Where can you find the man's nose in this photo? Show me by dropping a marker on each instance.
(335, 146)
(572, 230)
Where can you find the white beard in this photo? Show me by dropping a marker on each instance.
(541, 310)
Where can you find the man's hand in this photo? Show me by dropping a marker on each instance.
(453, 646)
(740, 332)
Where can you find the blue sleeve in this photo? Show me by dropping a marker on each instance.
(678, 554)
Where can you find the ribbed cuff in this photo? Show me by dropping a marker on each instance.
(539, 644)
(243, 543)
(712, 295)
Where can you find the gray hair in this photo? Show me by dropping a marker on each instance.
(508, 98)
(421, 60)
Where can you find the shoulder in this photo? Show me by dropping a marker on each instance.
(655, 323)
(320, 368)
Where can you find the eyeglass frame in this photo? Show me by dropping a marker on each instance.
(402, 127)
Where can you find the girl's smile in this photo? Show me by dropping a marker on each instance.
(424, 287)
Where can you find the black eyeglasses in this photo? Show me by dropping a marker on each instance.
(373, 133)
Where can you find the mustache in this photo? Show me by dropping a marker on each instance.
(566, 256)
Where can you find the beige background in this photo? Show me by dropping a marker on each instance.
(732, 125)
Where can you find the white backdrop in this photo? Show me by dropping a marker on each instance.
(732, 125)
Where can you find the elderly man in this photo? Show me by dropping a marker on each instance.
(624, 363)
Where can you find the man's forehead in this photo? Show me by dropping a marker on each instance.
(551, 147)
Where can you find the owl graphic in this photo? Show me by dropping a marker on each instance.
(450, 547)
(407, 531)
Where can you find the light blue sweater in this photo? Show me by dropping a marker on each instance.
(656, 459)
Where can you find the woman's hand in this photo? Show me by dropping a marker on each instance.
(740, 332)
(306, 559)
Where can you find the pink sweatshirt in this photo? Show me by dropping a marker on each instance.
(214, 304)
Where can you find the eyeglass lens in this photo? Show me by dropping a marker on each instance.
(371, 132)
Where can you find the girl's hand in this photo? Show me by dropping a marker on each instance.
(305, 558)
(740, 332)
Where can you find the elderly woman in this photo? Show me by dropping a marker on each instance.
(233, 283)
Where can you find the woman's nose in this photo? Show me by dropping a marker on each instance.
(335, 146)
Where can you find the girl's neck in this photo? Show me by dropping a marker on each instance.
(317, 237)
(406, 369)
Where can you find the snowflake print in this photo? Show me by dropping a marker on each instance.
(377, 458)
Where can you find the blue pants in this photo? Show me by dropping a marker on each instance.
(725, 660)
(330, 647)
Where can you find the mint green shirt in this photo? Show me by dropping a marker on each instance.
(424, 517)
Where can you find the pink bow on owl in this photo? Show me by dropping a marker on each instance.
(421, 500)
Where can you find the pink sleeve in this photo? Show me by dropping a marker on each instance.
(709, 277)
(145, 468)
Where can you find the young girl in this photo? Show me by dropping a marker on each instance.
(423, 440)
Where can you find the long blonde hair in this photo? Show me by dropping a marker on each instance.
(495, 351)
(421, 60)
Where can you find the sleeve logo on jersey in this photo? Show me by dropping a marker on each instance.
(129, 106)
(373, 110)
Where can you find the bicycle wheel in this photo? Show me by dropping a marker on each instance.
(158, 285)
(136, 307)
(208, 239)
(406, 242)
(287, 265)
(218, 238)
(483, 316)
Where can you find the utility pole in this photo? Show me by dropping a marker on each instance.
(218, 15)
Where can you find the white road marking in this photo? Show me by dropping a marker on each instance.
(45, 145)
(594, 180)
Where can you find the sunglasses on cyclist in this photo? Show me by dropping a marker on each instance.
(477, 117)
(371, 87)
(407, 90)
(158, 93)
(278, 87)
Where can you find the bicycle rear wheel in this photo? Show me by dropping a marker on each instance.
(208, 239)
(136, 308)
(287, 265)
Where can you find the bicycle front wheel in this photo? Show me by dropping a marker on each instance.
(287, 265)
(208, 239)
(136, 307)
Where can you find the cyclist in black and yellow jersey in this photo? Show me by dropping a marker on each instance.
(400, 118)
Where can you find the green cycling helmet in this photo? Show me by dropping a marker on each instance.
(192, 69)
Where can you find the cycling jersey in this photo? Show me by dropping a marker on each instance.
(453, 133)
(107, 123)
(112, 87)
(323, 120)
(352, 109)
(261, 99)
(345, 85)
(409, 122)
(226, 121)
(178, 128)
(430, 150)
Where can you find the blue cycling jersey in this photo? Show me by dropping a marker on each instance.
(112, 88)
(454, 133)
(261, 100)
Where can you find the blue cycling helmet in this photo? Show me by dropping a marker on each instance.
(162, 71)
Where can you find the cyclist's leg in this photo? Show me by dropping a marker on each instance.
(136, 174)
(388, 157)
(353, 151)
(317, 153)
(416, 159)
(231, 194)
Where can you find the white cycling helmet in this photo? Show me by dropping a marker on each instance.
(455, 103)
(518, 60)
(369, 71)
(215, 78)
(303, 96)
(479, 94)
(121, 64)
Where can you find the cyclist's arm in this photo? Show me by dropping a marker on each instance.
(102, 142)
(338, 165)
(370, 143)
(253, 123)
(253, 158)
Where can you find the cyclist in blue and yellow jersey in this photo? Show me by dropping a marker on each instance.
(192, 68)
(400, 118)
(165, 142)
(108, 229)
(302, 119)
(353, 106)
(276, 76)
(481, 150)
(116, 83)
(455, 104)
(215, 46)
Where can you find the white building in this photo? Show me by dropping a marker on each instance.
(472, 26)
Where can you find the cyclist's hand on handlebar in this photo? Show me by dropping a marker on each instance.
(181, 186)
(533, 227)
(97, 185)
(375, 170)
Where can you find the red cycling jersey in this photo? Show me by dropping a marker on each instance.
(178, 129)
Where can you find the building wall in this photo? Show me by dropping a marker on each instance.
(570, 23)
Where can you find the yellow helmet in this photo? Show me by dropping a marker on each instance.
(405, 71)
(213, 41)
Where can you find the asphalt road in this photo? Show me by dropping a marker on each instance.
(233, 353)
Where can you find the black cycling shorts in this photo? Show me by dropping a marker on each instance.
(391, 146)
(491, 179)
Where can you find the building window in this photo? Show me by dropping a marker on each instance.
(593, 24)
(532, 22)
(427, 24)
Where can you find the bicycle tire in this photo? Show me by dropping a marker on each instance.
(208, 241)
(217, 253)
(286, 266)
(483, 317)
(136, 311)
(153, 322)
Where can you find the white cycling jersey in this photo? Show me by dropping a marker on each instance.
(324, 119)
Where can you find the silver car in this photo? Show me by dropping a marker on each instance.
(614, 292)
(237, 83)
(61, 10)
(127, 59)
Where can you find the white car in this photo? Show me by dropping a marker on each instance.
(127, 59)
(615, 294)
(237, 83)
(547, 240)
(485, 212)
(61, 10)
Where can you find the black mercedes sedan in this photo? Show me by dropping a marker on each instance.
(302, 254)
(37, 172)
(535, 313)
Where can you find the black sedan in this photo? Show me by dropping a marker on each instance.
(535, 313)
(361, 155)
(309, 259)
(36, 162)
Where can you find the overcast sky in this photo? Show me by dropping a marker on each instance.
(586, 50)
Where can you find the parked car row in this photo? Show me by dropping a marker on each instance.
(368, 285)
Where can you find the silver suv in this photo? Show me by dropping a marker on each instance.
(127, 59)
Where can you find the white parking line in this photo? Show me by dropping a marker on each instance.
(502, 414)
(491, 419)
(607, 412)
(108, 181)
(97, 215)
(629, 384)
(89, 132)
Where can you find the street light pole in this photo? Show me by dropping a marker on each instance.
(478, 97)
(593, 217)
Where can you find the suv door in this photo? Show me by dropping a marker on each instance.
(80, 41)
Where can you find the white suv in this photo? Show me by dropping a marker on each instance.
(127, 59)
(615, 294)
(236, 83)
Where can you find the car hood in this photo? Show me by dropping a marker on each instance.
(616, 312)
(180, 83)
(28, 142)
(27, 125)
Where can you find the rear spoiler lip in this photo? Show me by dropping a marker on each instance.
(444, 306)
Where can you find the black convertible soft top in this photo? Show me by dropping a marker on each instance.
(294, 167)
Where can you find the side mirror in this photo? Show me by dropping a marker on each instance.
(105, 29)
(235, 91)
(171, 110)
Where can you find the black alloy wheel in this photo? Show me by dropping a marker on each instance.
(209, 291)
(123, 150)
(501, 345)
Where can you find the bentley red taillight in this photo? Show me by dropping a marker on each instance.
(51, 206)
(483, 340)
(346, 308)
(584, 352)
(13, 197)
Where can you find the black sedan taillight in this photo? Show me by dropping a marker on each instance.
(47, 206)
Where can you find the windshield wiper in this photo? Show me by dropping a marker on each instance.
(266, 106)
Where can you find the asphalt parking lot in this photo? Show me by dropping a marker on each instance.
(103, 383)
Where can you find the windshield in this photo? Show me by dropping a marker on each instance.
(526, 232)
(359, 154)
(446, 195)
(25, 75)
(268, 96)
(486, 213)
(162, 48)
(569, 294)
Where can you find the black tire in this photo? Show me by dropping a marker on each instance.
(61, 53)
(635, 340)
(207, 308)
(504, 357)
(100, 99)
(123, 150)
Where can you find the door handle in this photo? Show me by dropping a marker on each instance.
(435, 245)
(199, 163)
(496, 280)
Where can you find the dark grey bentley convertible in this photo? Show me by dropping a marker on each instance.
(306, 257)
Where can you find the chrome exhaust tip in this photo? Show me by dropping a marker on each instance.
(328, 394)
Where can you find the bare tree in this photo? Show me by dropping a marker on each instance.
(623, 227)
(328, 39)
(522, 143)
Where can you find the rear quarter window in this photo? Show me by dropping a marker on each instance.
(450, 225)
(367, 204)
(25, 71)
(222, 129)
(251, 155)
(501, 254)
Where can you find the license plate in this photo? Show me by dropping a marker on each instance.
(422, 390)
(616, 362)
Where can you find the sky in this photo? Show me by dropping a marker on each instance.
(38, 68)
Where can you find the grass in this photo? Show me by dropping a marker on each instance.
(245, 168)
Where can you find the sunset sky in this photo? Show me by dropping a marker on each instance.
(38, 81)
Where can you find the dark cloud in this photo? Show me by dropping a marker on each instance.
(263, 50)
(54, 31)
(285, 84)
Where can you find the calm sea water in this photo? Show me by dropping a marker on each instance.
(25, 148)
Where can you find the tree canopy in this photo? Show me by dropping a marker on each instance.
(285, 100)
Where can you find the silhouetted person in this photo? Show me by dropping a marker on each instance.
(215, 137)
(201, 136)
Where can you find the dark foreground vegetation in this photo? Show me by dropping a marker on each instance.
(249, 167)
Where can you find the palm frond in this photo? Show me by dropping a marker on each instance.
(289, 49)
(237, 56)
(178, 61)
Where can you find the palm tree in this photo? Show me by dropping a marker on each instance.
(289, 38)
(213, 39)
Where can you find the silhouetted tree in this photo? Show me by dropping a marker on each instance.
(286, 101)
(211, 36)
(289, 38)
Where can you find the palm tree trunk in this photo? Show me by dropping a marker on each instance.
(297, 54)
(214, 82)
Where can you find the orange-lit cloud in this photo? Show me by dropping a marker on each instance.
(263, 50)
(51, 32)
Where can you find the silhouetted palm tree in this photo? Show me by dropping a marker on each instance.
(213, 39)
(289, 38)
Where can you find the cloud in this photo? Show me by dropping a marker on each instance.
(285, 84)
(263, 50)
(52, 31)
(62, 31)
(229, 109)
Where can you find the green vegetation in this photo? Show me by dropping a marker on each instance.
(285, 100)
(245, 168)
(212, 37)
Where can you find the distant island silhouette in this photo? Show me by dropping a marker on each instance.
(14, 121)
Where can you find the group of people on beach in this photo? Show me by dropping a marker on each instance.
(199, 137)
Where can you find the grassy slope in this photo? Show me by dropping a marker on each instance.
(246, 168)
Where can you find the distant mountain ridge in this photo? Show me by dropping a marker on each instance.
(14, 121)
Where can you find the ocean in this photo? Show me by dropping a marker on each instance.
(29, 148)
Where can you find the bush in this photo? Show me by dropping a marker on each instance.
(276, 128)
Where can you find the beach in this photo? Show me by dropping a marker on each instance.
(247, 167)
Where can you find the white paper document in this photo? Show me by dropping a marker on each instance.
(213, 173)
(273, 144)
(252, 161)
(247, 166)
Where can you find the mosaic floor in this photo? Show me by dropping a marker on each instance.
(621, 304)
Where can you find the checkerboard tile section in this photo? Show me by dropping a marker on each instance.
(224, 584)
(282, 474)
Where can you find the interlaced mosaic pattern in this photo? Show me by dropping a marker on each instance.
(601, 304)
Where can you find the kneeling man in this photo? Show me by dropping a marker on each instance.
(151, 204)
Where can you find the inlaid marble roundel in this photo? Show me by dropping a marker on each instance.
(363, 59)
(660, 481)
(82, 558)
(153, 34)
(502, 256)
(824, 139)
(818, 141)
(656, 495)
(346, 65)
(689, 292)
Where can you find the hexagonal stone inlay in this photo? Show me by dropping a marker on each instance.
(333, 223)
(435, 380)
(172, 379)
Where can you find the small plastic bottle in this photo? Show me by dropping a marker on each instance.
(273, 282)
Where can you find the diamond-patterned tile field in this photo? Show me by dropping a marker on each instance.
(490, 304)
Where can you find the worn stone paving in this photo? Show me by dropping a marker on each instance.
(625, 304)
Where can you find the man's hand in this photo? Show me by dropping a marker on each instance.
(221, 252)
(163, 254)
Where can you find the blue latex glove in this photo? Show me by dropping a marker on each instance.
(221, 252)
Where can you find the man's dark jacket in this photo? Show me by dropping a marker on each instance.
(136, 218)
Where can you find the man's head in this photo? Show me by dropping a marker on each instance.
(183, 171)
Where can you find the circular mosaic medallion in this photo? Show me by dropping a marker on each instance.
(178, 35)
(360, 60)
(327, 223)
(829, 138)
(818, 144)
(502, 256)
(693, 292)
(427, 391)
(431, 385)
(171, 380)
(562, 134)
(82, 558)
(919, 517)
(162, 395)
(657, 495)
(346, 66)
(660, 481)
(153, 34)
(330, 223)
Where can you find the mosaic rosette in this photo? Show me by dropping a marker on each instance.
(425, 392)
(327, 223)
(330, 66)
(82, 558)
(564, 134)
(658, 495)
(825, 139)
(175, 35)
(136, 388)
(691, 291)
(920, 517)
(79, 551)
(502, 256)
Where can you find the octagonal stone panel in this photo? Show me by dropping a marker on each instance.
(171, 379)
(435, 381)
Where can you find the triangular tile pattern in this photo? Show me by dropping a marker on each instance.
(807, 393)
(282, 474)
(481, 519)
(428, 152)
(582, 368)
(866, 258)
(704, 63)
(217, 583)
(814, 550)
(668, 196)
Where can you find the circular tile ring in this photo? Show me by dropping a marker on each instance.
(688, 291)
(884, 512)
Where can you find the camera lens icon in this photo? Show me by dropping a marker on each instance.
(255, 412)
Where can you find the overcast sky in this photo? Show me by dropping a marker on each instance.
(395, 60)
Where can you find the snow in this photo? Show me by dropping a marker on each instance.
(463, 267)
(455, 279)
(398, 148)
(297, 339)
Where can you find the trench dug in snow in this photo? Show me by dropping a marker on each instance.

- - - -

> Exercise prompt
From the line containing "Where can you find the camera" through the last line of the entries above, print each line exactly as it stands.

> Task response
Where can you find the camera lens icon in this photo? Show me by dropping a marker on each instance.
(255, 412)
Where can you find the overcast sky in this photo? Show me by dropping a marker on each instance.
(395, 60)
Where can you find the snow in this photo? Show me by dropping a marker on each instance.
(463, 267)
(455, 279)
(398, 148)
(297, 339)
Where can you find the trench dug in snow in this photo? Show me by dropping a marker on each instance.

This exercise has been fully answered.